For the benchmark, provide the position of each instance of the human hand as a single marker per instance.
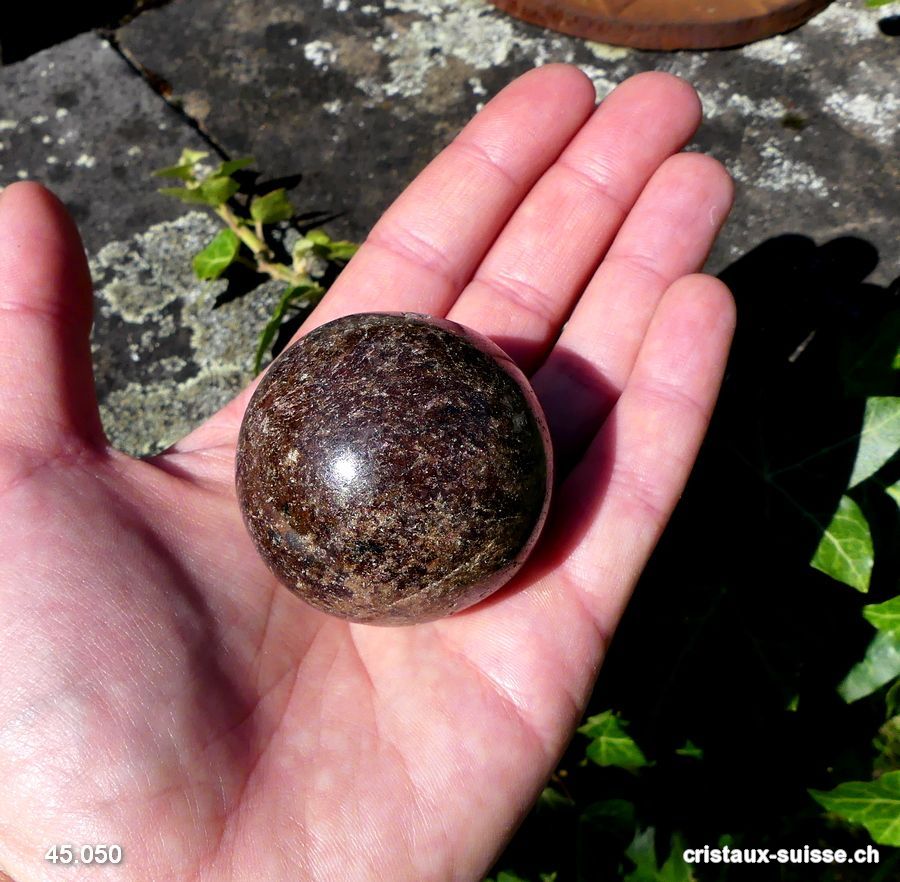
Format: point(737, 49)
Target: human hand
point(159, 690)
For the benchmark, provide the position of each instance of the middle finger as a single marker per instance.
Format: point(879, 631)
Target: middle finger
point(532, 276)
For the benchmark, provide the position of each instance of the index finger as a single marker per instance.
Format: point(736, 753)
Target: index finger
point(428, 244)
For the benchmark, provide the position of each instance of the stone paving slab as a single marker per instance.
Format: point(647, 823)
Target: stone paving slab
point(78, 118)
point(360, 97)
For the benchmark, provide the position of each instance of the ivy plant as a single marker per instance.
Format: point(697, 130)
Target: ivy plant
point(249, 218)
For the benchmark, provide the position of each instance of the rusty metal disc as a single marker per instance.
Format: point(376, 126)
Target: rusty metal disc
point(666, 24)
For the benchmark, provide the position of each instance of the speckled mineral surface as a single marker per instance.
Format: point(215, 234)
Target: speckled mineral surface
point(393, 468)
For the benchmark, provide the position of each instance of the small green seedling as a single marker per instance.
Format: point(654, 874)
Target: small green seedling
point(244, 238)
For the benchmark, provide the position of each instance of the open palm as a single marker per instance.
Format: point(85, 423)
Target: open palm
point(160, 691)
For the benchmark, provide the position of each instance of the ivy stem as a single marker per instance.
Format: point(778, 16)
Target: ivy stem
point(255, 243)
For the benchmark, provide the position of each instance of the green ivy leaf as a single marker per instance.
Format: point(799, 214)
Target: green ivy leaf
point(272, 207)
point(892, 700)
point(182, 172)
point(885, 616)
point(880, 665)
point(868, 363)
point(874, 804)
point(845, 550)
point(675, 869)
point(213, 192)
point(894, 492)
point(690, 749)
point(611, 745)
point(642, 853)
point(293, 294)
point(213, 260)
point(230, 166)
point(879, 439)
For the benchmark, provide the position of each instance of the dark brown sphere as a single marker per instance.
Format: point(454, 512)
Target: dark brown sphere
point(393, 468)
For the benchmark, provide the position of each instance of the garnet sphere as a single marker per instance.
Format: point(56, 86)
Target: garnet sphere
point(394, 468)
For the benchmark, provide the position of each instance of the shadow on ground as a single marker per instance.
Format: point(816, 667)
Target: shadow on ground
point(732, 640)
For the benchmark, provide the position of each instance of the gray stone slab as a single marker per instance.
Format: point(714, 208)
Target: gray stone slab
point(79, 119)
point(360, 97)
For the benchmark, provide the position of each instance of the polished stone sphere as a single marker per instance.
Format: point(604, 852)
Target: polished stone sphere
point(393, 468)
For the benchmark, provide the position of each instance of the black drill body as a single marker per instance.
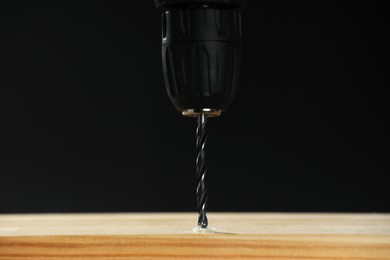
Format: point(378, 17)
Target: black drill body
point(201, 56)
point(201, 52)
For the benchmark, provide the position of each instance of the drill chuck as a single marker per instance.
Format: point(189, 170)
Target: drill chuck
point(201, 53)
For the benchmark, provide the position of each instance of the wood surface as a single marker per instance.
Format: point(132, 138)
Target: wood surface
point(171, 236)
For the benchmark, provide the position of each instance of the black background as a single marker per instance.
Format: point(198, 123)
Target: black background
point(86, 124)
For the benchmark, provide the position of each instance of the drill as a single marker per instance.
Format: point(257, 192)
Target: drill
point(201, 58)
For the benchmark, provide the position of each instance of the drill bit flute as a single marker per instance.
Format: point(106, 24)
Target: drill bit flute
point(201, 170)
point(201, 56)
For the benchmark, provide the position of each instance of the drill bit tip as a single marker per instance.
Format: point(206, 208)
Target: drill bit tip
point(201, 170)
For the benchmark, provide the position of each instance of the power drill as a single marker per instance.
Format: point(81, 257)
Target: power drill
point(201, 57)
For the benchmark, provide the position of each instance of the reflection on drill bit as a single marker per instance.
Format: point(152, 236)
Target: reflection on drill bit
point(201, 170)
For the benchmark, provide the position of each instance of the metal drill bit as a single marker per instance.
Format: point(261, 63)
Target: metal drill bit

--- --- ---

WHAT THE EXERCISE ASKS
Render every line of the data above as a numbered list, omitting blank lines and leaving out the pictures.

EXERCISE OUTPUT
1. For the benchmark, provide the position of each instance of the human hand as a single marker per instance.
2. Format: point(737, 49)
3. Target: human hand
4. point(159, 690)
5. For the benchmark, provide the position of each instance of the middle finger as a single marker per instance.
6. Format: point(879, 631)
7. Target: middle finger
8. point(532, 276)
9. For the benchmark, provide the position of each instance of the index finger as a single marker per instance.
10. Format: point(736, 753)
11. Target: index finger
12. point(428, 244)
13. For the benchmark, provide the position of each instance of the stone paving slab as a single marker per instance.
14. Format: point(647, 823)
15. Target: stone paving slab
16. point(78, 118)
17. point(360, 97)
18. For the benchmark, provide the position of each instance of the ivy plant as a single marker per instance.
19. Format: point(697, 130)
20. Target: ivy plant
21. point(249, 218)
22. For the benchmark, provide the position of each instance of the rusty metal disc as a single marker per instance.
23. Format: point(376, 126)
24. Target: rusty metal disc
25. point(666, 24)
26. For the benchmark, provide the position of each instance of the speckled mineral surface as a single marker per instance.
27. Format: point(215, 234)
28. Target: speckled mineral surface
29. point(393, 468)
30. For the benchmark, provide the position of each instance of the small green seedling as a single marker per instance.
31. Format: point(654, 874)
32. Target: small green seedling
33. point(244, 238)
34. For the benchmark, provide the position of each instance of the open palm as a single marker per instance.
35. Format: point(85, 423)
36. Target: open palm
37. point(160, 691)
38. For the benchmark, provide the position of each instance of the ivy stem as a single marker per instance.
39. Format: point(778, 16)
40. Target: ivy stem
41. point(255, 243)
42. For the benchmark, provide the position of each instance of the green ivy leaf as a single marker per instance.
43. Format: point(799, 214)
44. Target: green ivy leaf
45. point(272, 207)
46. point(892, 700)
47. point(182, 172)
48. point(885, 616)
49. point(880, 665)
50. point(868, 363)
51. point(874, 804)
52. point(845, 550)
53. point(675, 869)
54. point(213, 192)
55. point(894, 492)
56. point(690, 749)
57. point(611, 745)
58. point(642, 853)
59. point(293, 294)
60. point(213, 260)
61. point(230, 166)
62. point(879, 439)
63. For the benchmark, provide the position of each instance of the dark brown sphere as a single marker per instance.
64. Format: point(454, 512)
65. Target: dark brown sphere
66. point(393, 468)
67. For the benchmark, provide the position of each instance of the garnet sphere as a single marker per instance.
68. Format: point(56, 86)
69. Target: garnet sphere
70. point(394, 468)
71. For the benchmark, provide the position of each instance of the shadow on ground as a single marker per instance.
72. Format: point(816, 667)
73. Target: shadow on ground
74. point(732, 640)
75. For the benchmark, provide the position of each instance of the gray stone slab as a single marker per instance.
76. Format: point(714, 208)
77. Target: gray stone slab
78. point(79, 119)
79. point(360, 97)
80. For the benchmark, provide the position of each instance of the polished stone sphere as a single marker per instance.
81. Format: point(604, 852)
82. Target: polished stone sphere
83. point(393, 468)
84. For the benchmark, provide the position of each instance of the black drill body as a single marker per instance.
85. Format: point(378, 17)
86. Target: black drill body
87. point(201, 56)
88. point(201, 52)
89. For the benchmark, provide the position of each instance of the drill chuck as a single marker per instance.
90. Format: point(189, 170)
91. Target: drill chuck
92. point(201, 53)
93. For the benchmark, provide the position of each instance of the wood surface as a single marker per instance.
94. Format: point(132, 138)
95. Target: wood surface
96. point(171, 236)
97. For the benchmark, provide the position of each instance of the black background as a single marker per instance.
98. Format: point(198, 123)
99. Target: black background
100. point(86, 124)
101. For the benchmark, provide the position of each instance of the drill as a single marker per instance.
102. Format: point(257, 192)
103. Target: drill
104. point(201, 58)
105. For the benchmark, provide the position of each instance of the drill bit flute as a single marker per instance.
106. Format: point(106, 24)
107. Target: drill bit flute
108. point(201, 170)
109. point(201, 56)
110. For the benchmark, provide the position of each instance of the drill bit tip as a single marker per instance.
111. Format: point(206, 208)
112. Target: drill bit tip
113. point(201, 170)
114. For the benchmark, provide the position of each instance of the power drill as a single marker per instance.
115. Format: point(81, 257)
116. Target: power drill
117. point(201, 57)
118. For the benchmark, provide the position of each instance of the reflection on drill bit as a single marker per instance.
119. Format: point(152, 236)
120. Target: reflection on drill bit
121. point(201, 170)
122. For the benchmark, provide the position of each instance of the metal drill bit as a single marker per instance.
123. Format: point(261, 63)
124. Target: metal drill bit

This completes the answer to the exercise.